Items from a data source
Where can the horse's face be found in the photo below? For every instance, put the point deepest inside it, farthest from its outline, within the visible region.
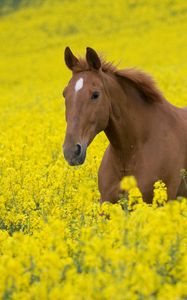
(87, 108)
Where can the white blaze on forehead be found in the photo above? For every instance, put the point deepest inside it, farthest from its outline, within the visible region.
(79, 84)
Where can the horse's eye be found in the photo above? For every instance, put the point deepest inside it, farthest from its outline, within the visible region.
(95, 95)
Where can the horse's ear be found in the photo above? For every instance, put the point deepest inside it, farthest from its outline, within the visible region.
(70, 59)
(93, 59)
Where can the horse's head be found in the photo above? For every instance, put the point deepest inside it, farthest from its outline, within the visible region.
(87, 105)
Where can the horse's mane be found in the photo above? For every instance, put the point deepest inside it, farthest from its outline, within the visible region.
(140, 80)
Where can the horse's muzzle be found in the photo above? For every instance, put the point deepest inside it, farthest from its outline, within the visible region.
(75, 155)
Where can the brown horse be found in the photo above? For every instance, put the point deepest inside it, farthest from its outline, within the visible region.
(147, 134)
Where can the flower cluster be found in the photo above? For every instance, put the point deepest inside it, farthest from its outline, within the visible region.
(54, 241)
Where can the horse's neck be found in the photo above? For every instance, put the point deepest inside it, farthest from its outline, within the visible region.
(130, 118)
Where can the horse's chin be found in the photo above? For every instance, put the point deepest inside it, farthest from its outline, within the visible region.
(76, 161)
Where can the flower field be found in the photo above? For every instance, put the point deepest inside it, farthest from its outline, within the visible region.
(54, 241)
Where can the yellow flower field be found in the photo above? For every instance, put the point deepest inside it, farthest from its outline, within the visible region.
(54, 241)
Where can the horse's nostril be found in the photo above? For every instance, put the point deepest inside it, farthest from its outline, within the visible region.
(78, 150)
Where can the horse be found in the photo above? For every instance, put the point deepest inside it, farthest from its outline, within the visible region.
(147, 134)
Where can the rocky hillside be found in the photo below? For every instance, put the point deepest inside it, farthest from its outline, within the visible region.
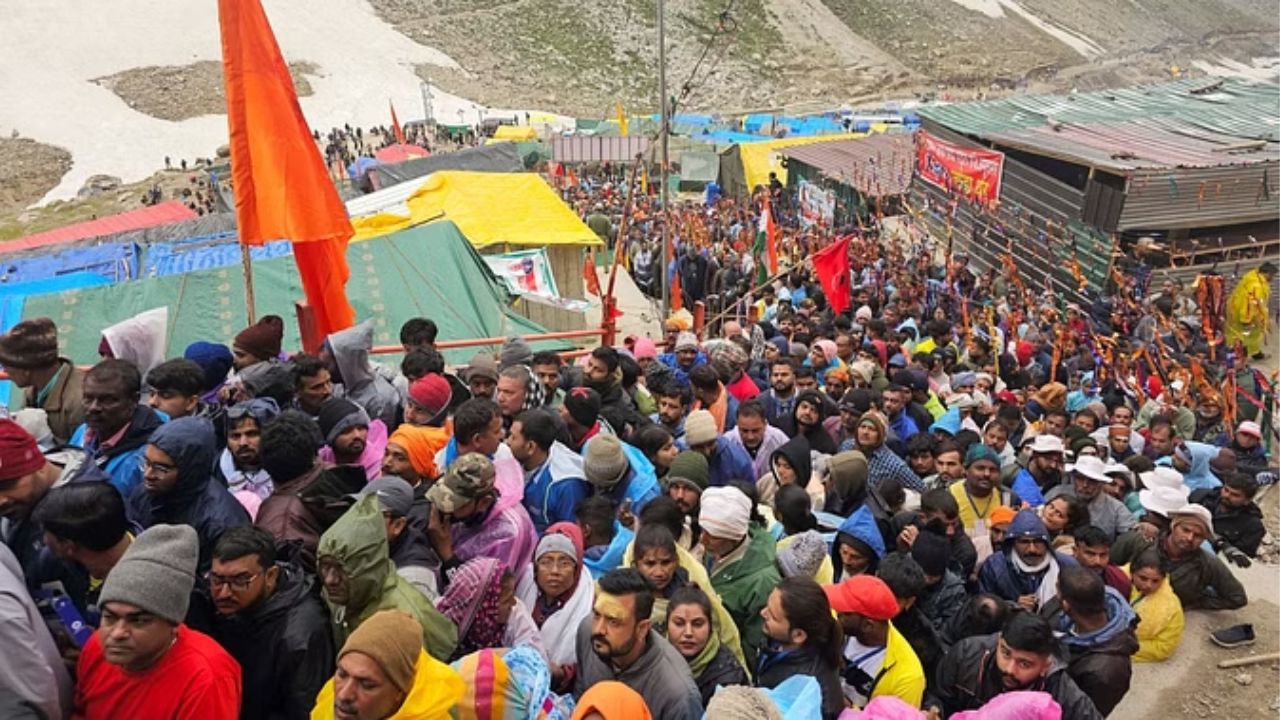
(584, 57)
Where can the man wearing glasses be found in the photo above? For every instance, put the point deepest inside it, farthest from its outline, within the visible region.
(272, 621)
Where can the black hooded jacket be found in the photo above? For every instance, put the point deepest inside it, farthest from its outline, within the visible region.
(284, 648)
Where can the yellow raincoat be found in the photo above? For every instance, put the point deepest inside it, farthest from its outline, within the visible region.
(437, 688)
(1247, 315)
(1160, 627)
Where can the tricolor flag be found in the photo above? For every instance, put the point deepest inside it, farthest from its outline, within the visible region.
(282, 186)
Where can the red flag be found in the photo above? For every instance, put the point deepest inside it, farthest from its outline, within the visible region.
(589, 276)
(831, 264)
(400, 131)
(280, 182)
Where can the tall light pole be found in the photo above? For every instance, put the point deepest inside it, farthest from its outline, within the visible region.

## ACTION ITEM
Keep to the lines from the one containing "Where can the red" to the end of the entries above, and retype them exactly.

## TASK ANSWER
Where can the red flag be found in the photo above? For every instance, put the point deepest inside it, farthest from its outline, within the visible region.
(589, 276)
(831, 264)
(400, 131)
(280, 182)
Where can the tall light pole be found in the photo above? For every instance, put the point deepest inside it, farthest from its outline, within the visible region.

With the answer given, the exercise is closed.